**JOB**
Count the lines below that contain the word "white", and reply with the number alone.

/---

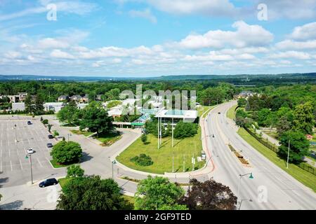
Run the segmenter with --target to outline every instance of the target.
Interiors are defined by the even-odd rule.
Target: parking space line
[[[43,165],[41,164],[41,162],[39,162],[39,158],[37,158],[37,162],[39,162],[39,165],[40,165],[41,167],[43,167]]]
[[[21,169],[23,169],[23,167],[22,166],[22,162],[21,162],[21,160],[20,160],[20,159],[19,159],[19,160],[20,160],[20,165],[21,166]]]

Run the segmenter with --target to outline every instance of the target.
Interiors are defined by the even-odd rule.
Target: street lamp
[[[114,160],[113,161],[112,161],[112,178],[114,180],[114,173],[113,173],[113,169],[114,169],[114,164],[117,164],[117,161],[115,161],[115,160]]]
[[[239,207],[238,208],[238,210],[240,210],[240,208],[242,207],[242,201],[249,201],[249,202],[253,202],[252,200],[251,200],[251,198],[242,199],[242,200],[240,200]]]
[[[25,155],[25,159],[28,159],[29,156],[29,162],[30,162],[30,164],[31,164],[31,181],[32,181],[32,184],[33,184],[33,170],[32,169],[32,154],[27,154]]]
[[[68,136],[68,141],[69,141],[69,136],[72,136],[72,134],[68,133],[68,134],[67,134],[67,135]]]
[[[254,178],[254,176],[252,175],[252,173],[245,174],[239,174],[239,181],[238,183],[238,191],[237,191],[237,202],[238,202],[238,199],[239,198],[240,183],[242,182],[242,178],[246,175],[249,175],[249,179]]]

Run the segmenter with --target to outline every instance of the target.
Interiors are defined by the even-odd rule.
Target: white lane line
[[[22,162],[21,162],[21,160],[20,160],[20,159],[19,159],[19,160],[20,160],[20,165],[21,166],[21,169],[23,169],[23,167],[22,166]]]
[[[43,165],[41,164],[41,162],[39,162],[39,158],[37,158],[37,162],[39,162],[39,165],[40,165],[41,167],[43,167]]]

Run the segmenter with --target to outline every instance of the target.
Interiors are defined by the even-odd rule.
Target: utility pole
[[[290,148],[291,140],[289,140],[289,149],[287,150],[287,169],[289,169],[289,148]]]
[[[183,172],[185,172],[185,156],[183,154]]]
[[[172,117],[172,125],[171,125],[171,130],[172,130],[172,148],[173,148],[173,117]]]

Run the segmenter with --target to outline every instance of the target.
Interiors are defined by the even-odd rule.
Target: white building
[[[194,122],[197,118],[197,111],[161,110],[156,114],[156,118],[161,118],[162,122],[173,122],[183,120],[186,122]]]
[[[62,102],[51,102],[45,103],[43,106],[45,111],[53,111],[55,113],[58,113],[64,107],[65,104]]]
[[[13,111],[25,111],[25,103],[12,103]]]

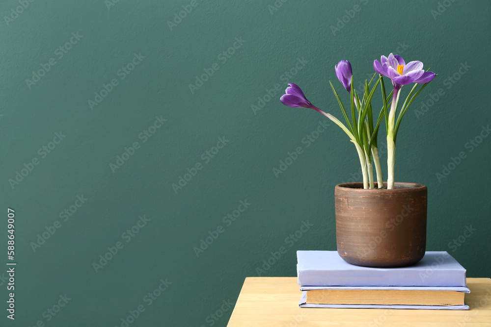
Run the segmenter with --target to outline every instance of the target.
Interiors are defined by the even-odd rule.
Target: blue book
[[[465,269],[445,251],[427,252],[417,264],[397,268],[355,266],[336,251],[297,251],[297,256],[302,287],[466,286]]]

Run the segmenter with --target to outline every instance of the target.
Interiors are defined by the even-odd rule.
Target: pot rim
[[[375,182],[374,184],[376,185],[377,184],[377,182]],[[383,182],[383,185],[386,186],[387,182]],[[379,192],[405,192],[407,191],[408,190],[424,189],[428,188],[426,185],[424,185],[422,184],[418,184],[417,183],[395,182],[394,183],[394,185],[396,187],[397,187],[397,186],[399,186],[399,188],[393,188],[390,190],[387,190],[387,189],[384,188],[377,189],[376,190],[370,190],[369,189],[363,188],[363,182],[355,182],[353,183],[342,183],[341,184],[338,184],[336,185],[335,188],[349,189],[353,192],[373,192],[374,191]],[[361,188],[360,187],[360,186]],[[401,187],[401,186],[402,186],[402,187]]]

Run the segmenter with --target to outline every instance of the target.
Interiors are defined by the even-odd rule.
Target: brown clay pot
[[[423,258],[428,189],[411,183],[395,183],[395,187],[365,190],[361,182],[336,186],[337,251],[347,262],[396,267]]]

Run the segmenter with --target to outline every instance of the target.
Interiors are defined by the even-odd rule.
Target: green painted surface
[[[332,124],[309,144],[323,116],[278,98],[295,82],[341,119],[328,84],[342,90],[334,65],[349,60],[359,83],[390,52],[439,74],[405,117],[396,179],[428,187],[428,250],[448,251],[469,277],[491,277],[491,136],[480,138],[491,124],[489,2],[108,2],[0,4],[0,277],[7,207],[18,263],[15,322],[0,280],[1,326],[121,326],[132,311],[130,326],[224,326],[246,277],[294,276],[296,250],[335,250],[334,187],[357,174],[356,152]],[[192,10],[169,27],[183,5]],[[17,172],[26,176],[11,185]],[[180,176],[191,178],[174,192]],[[312,226],[295,236],[302,222]],[[110,259],[95,268],[101,255]],[[167,288],[154,292],[161,279]]]

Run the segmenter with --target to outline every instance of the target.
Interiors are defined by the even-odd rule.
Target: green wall
[[[341,119],[334,65],[349,60],[359,84],[391,52],[438,74],[405,117],[396,179],[428,187],[428,249],[491,277],[491,136],[479,137],[491,124],[488,1],[30,0],[0,4],[0,244],[8,261],[12,208],[17,263],[15,322],[0,280],[2,326],[121,326],[141,305],[130,326],[225,326],[245,277],[294,276],[297,250],[335,250],[334,187],[361,180],[357,155],[329,122],[302,143],[326,120],[279,98],[296,83]],[[175,191],[180,176],[191,178]]]

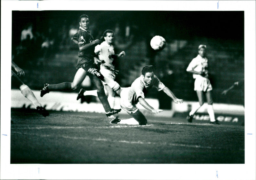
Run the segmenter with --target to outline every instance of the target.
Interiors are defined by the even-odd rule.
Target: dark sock
[[[69,82],[64,82],[57,84],[49,85],[48,86],[49,91],[65,91],[71,90],[71,83]]]

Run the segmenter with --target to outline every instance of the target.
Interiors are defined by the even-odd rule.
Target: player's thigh
[[[79,68],[75,75],[73,82],[71,86],[73,87],[79,86],[84,79],[86,75],[86,72],[82,68]]]
[[[88,76],[89,77],[92,82],[95,86],[96,88],[98,91],[105,92],[104,90],[104,86],[102,84],[102,82],[100,80],[97,78],[95,76],[92,74],[88,74]]]
[[[14,72],[12,71],[12,86],[19,89],[24,83]]]
[[[197,95],[199,104],[201,106],[202,106],[204,103],[204,92],[203,91],[196,91],[196,94]]]
[[[209,91],[205,93],[206,100],[208,104],[212,105],[213,103],[212,91]]]
[[[115,92],[114,90],[113,90],[113,89],[106,84],[104,85],[104,87],[105,87],[106,90],[107,90],[107,91],[108,94],[108,96],[112,97],[115,96],[116,93]]]

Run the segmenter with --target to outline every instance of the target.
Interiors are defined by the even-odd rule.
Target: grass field
[[[243,126],[189,124],[180,116],[113,124],[103,114],[50,112],[12,109],[11,163],[244,163]]]

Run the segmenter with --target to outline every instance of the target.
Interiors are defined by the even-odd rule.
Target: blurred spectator
[[[26,28],[21,31],[21,35],[20,36],[20,41],[29,40],[31,40],[34,38],[33,33],[32,33],[32,25],[28,25]]]

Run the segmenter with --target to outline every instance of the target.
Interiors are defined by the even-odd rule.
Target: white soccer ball
[[[151,47],[155,50],[163,49],[165,47],[166,44],[165,40],[160,36],[154,36],[150,41]]]

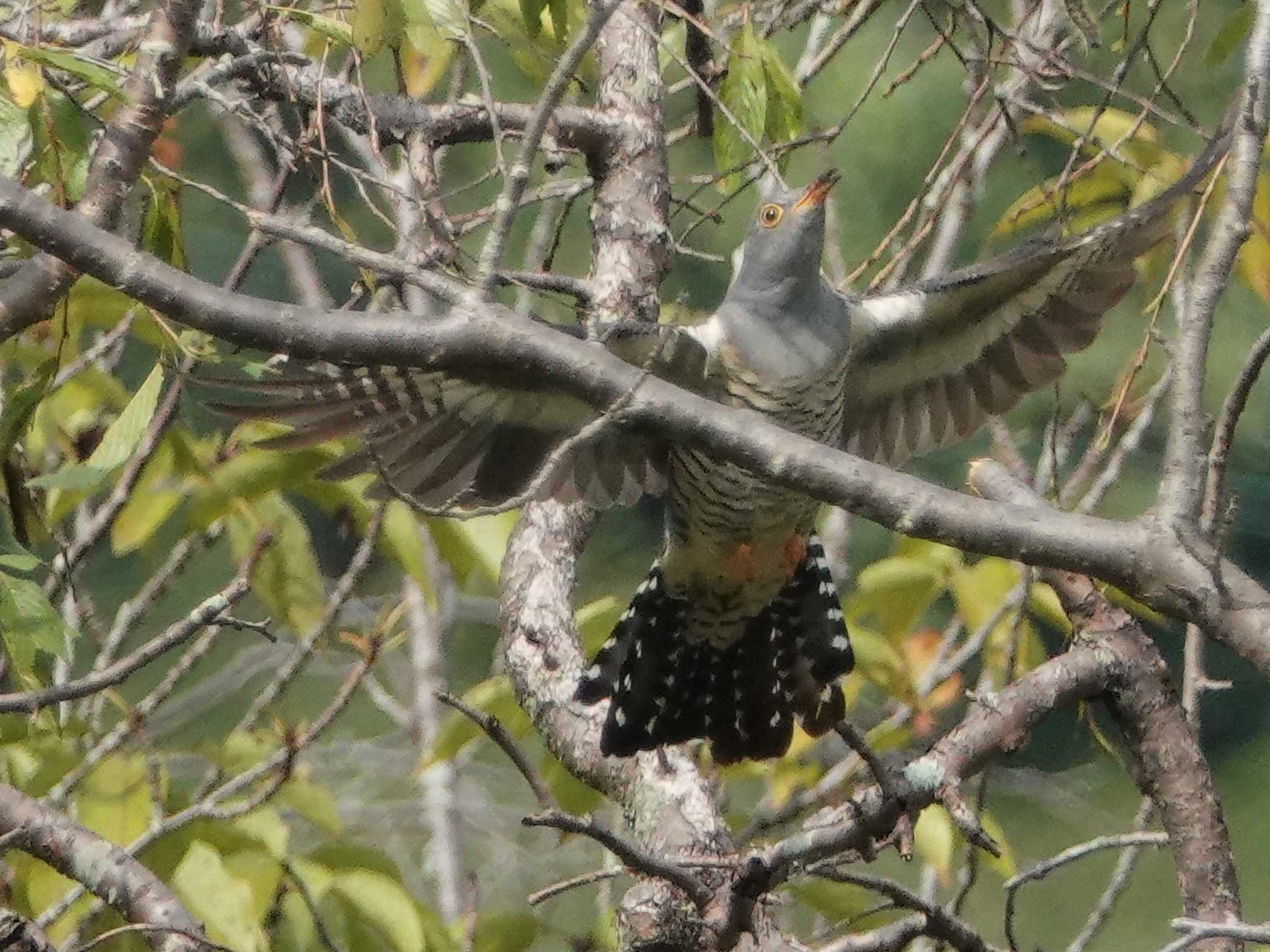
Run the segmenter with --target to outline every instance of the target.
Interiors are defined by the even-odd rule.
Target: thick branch
[[[615,22],[621,15],[618,11]],[[611,209],[597,211],[596,227],[612,215]],[[1162,612],[1198,622],[1270,679],[1270,638],[1265,636],[1270,595],[1206,543],[1184,543],[1143,523],[1041,514],[1025,505],[987,503],[940,489],[787,433],[759,414],[725,407],[645,377],[603,349],[525,320],[509,308],[457,306],[434,321],[400,312],[351,320],[343,312],[230,293],[182,274],[3,178],[0,225],[131,297],[240,344],[342,362],[453,369],[478,381],[568,391],[593,406],[626,399],[622,418],[629,423],[657,428],[899,532],[1114,581]],[[626,248],[655,240],[649,230],[618,235]],[[629,287],[645,286],[631,270],[635,255],[624,258],[615,251],[607,260],[615,267],[631,261],[621,272],[632,275]],[[597,302],[621,305],[630,293],[624,294],[624,287],[616,281],[610,288],[613,293],[601,289]],[[643,303],[643,297],[632,300],[615,312],[630,312]],[[6,317],[0,312],[0,326]]]
[[[1165,522],[1194,523],[1204,498],[1204,452],[1201,440],[1206,418],[1203,407],[1204,371],[1208,344],[1213,334],[1217,302],[1231,281],[1234,256],[1248,236],[1252,195],[1261,165],[1261,143],[1266,137],[1267,98],[1270,98],[1270,3],[1256,5],[1256,19],[1248,39],[1245,63],[1243,96],[1234,126],[1228,162],[1228,188],[1218,213],[1213,239],[1195,273],[1189,305],[1179,316],[1173,347],[1175,382],[1172,419],[1165,451],[1165,479],[1160,493],[1160,513]]]
[[[89,166],[84,201],[79,204],[88,221],[113,226],[150,156],[150,146],[168,116],[198,6],[196,0],[169,0],[155,8],[136,66],[122,90],[126,105],[110,118]],[[0,336],[9,338],[43,320],[74,281],[75,272],[56,255],[36,255],[27,261],[0,286]]]
[[[6,845],[30,853],[84,883],[131,923],[149,923],[199,935],[203,932],[180,900],[137,859],[37,800],[0,783],[0,834]],[[198,952],[179,933],[154,933],[157,952]]]

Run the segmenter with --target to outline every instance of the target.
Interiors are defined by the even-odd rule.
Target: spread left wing
[[[1214,141],[1170,188],[1083,235],[851,302],[843,447],[898,465],[974,433],[1050,383],[1168,235],[1167,212],[1220,157]]]
[[[616,325],[601,343],[681,386],[706,386],[709,354],[691,329]],[[291,433],[265,447],[361,437],[361,447],[321,475],[376,473],[372,495],[396,495],[423,509],[484,509],[535,487],[540,496],[602,508],[629,505],[665,486],[665,446],[657,434],[603,425],[568,442],[601,414],[555,390],[411,367],[329,363],[276,381],[203,382],[257,397],[211,402],[215,410],[292,424]]]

\---

**ANSWER TO THE TASK**
3